EXERCISE DESCRIPTION
Set all the entries down once more, with nothing altered.

(TASK DATA Opens)

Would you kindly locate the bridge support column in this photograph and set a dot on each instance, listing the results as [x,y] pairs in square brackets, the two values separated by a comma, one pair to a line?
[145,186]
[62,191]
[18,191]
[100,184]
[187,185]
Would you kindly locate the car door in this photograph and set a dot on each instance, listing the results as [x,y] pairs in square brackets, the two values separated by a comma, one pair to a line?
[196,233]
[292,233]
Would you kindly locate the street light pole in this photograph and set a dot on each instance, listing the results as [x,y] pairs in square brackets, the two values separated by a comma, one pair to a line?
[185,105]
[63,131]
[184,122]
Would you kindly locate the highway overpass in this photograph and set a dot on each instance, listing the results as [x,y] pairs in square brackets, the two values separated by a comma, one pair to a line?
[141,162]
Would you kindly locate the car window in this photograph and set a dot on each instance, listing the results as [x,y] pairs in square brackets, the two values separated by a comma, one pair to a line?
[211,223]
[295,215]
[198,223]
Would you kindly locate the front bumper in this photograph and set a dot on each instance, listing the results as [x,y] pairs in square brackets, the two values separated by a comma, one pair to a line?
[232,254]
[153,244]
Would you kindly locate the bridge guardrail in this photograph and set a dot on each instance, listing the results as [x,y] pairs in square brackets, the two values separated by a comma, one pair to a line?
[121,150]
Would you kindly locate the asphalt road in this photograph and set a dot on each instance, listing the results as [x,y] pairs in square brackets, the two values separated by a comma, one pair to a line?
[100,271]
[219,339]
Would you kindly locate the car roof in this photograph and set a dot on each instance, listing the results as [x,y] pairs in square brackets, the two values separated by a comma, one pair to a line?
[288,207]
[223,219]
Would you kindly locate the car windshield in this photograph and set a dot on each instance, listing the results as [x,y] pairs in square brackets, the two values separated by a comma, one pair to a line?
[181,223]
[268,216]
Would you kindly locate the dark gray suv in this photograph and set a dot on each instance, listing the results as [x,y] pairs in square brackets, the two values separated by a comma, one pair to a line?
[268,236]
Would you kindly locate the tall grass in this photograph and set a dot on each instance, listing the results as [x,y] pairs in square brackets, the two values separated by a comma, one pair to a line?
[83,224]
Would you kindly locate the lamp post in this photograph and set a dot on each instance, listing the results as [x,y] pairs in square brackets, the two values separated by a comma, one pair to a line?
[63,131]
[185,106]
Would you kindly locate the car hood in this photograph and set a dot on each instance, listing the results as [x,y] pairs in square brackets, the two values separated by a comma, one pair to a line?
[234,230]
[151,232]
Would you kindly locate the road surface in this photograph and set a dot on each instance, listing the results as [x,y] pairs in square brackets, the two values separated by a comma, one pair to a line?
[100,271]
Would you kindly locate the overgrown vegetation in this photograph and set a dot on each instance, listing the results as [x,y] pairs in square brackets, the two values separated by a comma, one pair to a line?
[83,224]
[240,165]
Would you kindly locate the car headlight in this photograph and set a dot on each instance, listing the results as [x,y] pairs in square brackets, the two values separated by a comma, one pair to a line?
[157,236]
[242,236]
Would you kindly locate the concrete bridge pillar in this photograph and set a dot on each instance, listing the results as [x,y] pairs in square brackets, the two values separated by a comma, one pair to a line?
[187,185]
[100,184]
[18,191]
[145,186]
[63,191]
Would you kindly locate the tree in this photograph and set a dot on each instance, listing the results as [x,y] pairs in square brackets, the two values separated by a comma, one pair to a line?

(TASK DATA Closes)

RESPONSE AREA
Would you kindly locate the bridge support column in this photograph and set a dot on each instance, listing the results as [x,y] pairs in square brackets, the two values separated by a comma, one pair to a line?
[145,186]
[62,191]
[18,191]
[100,184]
[187,185]
Would you kindly locate the car door in this photograph and set a dot on each instance, listing the results as [x,y] pairs in square brackets, the two values separated by a comma, one pair to a line?
[196,233]
[292,233]
Would you kindly locate the street light pole in this photograph and set a dot on each instance, listing the results as [x,y] pairs in square brackets, the two values separated by a comma, one pair to a line?
[185,105]
[63,131]
[184,122]
Would you kindly locate the highway overpass in this photograph and set a dot on each instance, listing the results as [x,y] pairs in square brackets, the two values separated by a comma, one pair to a line?
[141,162]
Would you kindly locate the car window in this photograph and set a dot on each instance, listing the results as [x,y] pairs in square brackets, the two values separated by a comma, one pair to a line?
[211,223]
[295,215]
[198,223]
Would you kindly locate the front bumper in this photograph and set a dot on each instance, listing the results as [x,y] pairs in square brackets, the two values separated by a comma, one pair to a line?
[232,254]
[153,244]
Would you kindly locate the bridge guardrail in this photograph and set a dot on each instance, listing the results as [x,y] pairs in square brackets, the two values separated by a comma, one pair to a line?
[121,150]
Would you kindly locate the asphalt road in this photograph and set a dot on each instance, listing the results as [x,y] pairs in square brackets, the two values separated by a comma, one pair to a line?
[100,271]
[219,339]
Would you kindly locate the car roof in this photograph and set a dot on each instance, listing the results as [x,y] pairs in square brackets, the two values separated by a comma, one pair to a line?
[288,207]
[223,219]
Would you kindly locate the car windshield in this photograph and set a dot on each instance, listing the results as [x,y] pairs in square brackets, the two values separated by a comma, one pair to a line?
[181,223]
[268,216]
Would you kindly locate the dark gray suv in this photograph and set a dot on each instance, listing the results as [x,y] pairs in square brackets, the two values separated by a comma, one pair to a line?
[268,236]
Would you kindly locate the tall grass in this photograph and set a dot on each instance, listing the results as [x,y] pairs in square brackets, the two values separated by a comma, one pair to a line?
[83,224]
Would you kindly locate the lamp post in this photograph and set a dot on each instance, listing the results as [x,y] pairs in square brackets, the two values separated by a comma, one pair to a line?
[63,131]
[185,106]
Would you kindly locate the car hood in this photograph and set a dot on each instance, listing the results as [x,y] pairs in square brackets, the two values separated by a comma, one pair to a line?
[234,230]
[151,232]
Would you kindly locate the road surface in this photograph and set a dot on each instance, listing the results as [x,y] pairs in square brackets, the two values separated by a comma, one pair to a line?
[100,271]
Would you kindly locate the overgrown vegetation in this photograph and set a dot on each instance, listing the results as [x,y] pairs in square brackets, the two values separated by a comma, one pair to a line?
[83,224]
[240,165]
Would you kindly locate the car headlight in this photograph and set a dot on each instance, listing the results as [x,y] pairs in square brackets, the two values separated by a comma, one pair to a line?
[157,236]
[242,236]
Would you kindly locate the concrete bridge pillar in this photograph and set a dot on each instance, listing the results as [x,y] pairs in square brackets, the two values separated by a comma, one pair to a line?
[187,185]
[100,184]
[18,191]
[145,186]
[63,191]
Would you kindly locate the tree in this photograph and set a dot on each instance, listing the results as [x,y] pairs in square brackets, the two values separated by a comma, one pair to a line?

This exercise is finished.